Stored records:
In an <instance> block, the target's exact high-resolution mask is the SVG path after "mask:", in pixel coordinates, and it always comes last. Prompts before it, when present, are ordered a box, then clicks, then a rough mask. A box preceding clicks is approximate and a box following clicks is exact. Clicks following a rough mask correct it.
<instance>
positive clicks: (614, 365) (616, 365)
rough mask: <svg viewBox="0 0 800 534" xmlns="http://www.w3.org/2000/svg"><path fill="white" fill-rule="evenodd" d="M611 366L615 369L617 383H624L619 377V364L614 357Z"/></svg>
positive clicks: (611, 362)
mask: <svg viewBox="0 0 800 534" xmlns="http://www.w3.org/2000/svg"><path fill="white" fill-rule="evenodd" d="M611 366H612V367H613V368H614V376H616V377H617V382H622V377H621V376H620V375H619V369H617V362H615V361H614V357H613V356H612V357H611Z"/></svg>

_Task details_
Print only these lines, exactly: the one containing "positive clicks: (614, 365) (616, 365)" and all after it to the end of the entries.

_Task result_
positive clicks: (614, 365) (616, 365)
rough mask: <svg viewBox="0 0 800 534" xmlns="http://www.w3.org/2000/svg"><path fill="white" fill-rule="evenodd" d="M611 366L615 369L617 383H624L619 377V364L614 357Z"/></svg>
positive clicks: (611, 362)
mask: <svg viewBox="0 0 800 534" xmlns="http://www.w3.org/2000/svg"><path fill="white" fill-rule="evenodd" d="M611 366H612V367H613V368H614V376H616V377H617V382H622V377H621V376H620V375H619V369H617V362H615V361H614V357H613V356H612V357H611Z"/></svg>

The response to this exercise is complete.